>> start Passage to read

# tank tags



## zebra (Aug 16, 2012)

I did these things for my fish tanks -and my red-ear slider baby turtle- ....










What do I want in return? I will ask for $2. That is all. Or we can do a trade... a little bit more costly... buuut... It will make me happy =D

I see a lot of people have been giving away baby bettas... I want one.. like one per tag... or something. I am extremely needy... and that's not even the neediest thing yet... just wait... I also will need a small bag of rocks, the smallest tank you can get, a .50 foliage -to keep it from getting bored-... and a filter. Or you can just do a baby betta with a betta cube and I can do the rest ! But yea.. Other wise... spare change... up to $2....

all it is, I make the word art ... and if you want an image, provide it from deviant art or google images... you can print that yourself... but I will do the word art and tell me the colors... blah blah blahhh... yep =]]​


----------



## babystarz (Aug 3, 2012)

Oh my gosh, this is really cool! And I happen to have a lot of spare stuff you're looking for. I'll send you a PM after I get off work today with a list of things I have and the tags I'm thinking about


----------



## zebra (Aug 16, 2012)

Lol okay I am looking forward to it !


----------



## DiiQue (Jul 15, 2012)

>> end Passage to read

#### Given instruction A
In the tank tags thread, how much money does zebra ask for in return?
#### Given instruction B
Please write out the part of the tank tags thread from "Oh my gosh, this" up to and including "forward to it !".

>> start Stored rows

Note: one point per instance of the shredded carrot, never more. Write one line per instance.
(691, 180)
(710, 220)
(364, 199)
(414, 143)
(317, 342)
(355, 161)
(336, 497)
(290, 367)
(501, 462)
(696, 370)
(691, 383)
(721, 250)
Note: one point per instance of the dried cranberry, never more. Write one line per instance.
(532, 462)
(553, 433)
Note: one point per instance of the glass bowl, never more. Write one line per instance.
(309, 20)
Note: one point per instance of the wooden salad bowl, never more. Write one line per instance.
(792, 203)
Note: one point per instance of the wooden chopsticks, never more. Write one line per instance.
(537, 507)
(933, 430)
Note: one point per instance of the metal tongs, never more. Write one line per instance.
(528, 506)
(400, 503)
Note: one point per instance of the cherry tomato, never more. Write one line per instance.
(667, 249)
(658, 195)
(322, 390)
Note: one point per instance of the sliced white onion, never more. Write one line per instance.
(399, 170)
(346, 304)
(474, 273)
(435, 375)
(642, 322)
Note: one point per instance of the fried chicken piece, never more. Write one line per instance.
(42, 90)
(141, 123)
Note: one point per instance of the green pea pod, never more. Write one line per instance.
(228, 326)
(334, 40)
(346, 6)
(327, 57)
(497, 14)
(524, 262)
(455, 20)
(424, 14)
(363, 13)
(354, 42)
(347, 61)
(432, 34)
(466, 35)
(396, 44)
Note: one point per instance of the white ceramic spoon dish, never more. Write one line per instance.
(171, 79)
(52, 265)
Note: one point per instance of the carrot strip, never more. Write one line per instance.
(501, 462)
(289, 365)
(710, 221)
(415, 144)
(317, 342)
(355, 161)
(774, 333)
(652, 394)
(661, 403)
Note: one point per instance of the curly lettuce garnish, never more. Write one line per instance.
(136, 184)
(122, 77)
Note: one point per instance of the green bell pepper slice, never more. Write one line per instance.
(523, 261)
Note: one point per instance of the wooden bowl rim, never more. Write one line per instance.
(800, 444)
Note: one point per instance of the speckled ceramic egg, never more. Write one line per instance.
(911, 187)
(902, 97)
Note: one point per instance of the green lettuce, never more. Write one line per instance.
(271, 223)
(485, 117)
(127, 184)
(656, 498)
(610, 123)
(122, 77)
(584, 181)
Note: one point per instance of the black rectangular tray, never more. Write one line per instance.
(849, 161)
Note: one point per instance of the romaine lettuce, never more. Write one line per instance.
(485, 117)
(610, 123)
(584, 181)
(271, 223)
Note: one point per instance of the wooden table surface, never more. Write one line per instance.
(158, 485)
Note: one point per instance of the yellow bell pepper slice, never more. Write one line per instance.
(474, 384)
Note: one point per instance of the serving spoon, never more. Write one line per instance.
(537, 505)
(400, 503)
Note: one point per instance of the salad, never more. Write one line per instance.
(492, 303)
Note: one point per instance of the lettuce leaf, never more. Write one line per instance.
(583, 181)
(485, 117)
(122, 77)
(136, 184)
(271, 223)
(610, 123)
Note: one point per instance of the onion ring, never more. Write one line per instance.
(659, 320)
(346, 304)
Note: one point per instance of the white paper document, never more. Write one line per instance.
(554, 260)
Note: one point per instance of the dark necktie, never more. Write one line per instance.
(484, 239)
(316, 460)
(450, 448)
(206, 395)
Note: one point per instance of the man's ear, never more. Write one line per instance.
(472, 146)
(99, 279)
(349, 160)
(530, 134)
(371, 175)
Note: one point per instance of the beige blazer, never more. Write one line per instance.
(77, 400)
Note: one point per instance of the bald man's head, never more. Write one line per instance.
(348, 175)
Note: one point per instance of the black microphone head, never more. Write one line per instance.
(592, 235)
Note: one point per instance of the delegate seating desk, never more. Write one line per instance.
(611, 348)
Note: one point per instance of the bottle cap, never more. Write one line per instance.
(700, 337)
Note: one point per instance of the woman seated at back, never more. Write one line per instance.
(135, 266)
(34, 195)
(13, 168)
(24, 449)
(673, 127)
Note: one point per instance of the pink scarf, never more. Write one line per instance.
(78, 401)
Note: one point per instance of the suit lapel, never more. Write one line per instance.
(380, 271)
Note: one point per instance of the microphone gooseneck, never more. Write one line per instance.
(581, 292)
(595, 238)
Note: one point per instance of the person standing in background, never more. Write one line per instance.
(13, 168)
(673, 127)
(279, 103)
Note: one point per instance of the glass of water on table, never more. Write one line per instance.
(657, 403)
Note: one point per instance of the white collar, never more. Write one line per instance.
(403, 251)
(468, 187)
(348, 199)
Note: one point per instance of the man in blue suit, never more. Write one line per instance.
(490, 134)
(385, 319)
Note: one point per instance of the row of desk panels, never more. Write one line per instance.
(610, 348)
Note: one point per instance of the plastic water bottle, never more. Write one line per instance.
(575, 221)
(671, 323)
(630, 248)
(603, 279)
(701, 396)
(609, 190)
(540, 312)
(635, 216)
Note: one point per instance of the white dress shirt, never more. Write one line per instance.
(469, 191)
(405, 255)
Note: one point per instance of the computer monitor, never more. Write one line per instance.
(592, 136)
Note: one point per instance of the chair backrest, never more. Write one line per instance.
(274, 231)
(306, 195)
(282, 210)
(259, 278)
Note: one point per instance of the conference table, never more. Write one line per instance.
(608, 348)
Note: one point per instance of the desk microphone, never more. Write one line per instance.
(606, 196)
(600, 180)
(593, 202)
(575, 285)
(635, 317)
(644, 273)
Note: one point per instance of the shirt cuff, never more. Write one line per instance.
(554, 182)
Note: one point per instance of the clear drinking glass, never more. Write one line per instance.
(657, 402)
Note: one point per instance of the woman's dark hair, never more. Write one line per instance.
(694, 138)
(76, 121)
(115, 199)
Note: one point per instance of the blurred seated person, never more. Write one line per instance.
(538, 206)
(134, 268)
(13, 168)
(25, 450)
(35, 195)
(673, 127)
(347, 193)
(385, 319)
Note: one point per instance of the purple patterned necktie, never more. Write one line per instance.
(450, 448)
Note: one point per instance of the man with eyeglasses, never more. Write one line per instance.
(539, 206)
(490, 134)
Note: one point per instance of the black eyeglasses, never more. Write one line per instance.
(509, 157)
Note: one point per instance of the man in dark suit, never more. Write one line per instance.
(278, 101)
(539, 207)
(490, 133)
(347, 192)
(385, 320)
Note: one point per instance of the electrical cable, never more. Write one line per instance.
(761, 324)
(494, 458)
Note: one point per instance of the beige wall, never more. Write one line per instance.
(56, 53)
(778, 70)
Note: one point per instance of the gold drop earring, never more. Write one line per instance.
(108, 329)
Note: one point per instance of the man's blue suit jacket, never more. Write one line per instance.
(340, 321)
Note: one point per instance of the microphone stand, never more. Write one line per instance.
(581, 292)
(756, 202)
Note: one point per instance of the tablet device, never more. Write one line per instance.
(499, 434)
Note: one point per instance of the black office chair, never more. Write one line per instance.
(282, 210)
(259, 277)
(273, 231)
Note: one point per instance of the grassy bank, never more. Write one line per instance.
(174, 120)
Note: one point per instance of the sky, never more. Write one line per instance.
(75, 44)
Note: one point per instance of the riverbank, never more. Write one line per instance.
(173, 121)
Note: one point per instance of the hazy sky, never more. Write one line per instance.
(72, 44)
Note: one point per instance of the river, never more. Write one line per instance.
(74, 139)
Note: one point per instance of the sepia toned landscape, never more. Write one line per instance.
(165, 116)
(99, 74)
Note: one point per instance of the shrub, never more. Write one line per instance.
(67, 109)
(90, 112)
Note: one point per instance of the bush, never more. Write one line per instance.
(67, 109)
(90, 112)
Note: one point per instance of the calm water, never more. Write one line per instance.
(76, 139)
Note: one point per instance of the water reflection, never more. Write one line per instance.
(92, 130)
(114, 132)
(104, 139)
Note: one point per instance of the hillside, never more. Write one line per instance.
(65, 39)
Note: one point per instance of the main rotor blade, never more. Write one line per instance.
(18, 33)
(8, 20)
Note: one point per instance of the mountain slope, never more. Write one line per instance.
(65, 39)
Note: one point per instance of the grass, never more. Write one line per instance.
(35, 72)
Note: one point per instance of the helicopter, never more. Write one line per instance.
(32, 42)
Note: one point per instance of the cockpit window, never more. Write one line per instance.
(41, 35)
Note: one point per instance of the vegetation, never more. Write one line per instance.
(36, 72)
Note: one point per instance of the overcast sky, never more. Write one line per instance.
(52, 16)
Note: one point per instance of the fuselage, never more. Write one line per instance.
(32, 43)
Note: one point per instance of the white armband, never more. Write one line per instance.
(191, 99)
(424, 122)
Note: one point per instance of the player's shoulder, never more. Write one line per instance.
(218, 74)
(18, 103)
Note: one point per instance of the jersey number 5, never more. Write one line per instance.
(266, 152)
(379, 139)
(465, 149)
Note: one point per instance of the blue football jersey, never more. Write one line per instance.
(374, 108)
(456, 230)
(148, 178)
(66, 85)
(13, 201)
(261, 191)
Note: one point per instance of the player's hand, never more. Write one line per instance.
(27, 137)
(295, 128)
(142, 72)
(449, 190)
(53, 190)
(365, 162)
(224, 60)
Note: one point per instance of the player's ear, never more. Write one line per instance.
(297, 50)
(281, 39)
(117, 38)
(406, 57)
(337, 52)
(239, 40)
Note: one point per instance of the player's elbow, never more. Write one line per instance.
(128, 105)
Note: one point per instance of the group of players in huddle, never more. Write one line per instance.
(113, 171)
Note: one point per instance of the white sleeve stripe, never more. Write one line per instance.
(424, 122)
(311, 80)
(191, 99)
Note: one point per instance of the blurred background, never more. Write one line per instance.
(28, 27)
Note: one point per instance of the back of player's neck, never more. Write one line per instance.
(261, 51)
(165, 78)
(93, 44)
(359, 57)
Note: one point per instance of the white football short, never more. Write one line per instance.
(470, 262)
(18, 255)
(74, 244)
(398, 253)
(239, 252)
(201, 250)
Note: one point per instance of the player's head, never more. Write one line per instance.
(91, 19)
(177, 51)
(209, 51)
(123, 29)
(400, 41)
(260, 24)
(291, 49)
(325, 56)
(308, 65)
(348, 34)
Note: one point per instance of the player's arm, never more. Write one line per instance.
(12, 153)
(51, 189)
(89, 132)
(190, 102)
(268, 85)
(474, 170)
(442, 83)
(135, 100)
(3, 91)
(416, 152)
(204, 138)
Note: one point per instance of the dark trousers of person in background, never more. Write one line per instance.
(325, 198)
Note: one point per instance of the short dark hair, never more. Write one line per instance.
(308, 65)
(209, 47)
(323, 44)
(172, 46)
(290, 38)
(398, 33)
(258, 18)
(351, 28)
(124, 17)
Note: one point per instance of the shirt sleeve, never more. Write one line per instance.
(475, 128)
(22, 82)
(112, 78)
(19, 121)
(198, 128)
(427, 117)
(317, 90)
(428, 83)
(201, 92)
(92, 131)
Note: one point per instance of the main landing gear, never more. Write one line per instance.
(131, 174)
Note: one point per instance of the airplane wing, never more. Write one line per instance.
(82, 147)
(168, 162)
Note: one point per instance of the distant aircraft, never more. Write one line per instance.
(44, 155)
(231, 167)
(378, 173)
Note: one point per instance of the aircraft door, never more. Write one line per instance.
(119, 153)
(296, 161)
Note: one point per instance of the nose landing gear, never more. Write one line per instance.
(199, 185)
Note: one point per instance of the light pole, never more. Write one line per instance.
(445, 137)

>> end Stored rows

#### Task response A
$2.

#### Task response B
Oh my gosh, this is really cool! And I happen to have a lot of spare stuff you're looking for. I'll send you a PM after I get off work today with a list of things I have and the tags I'm thinking about


----------



## zebra (Aug 16, 2012)

Lol okay I am looking forward to it !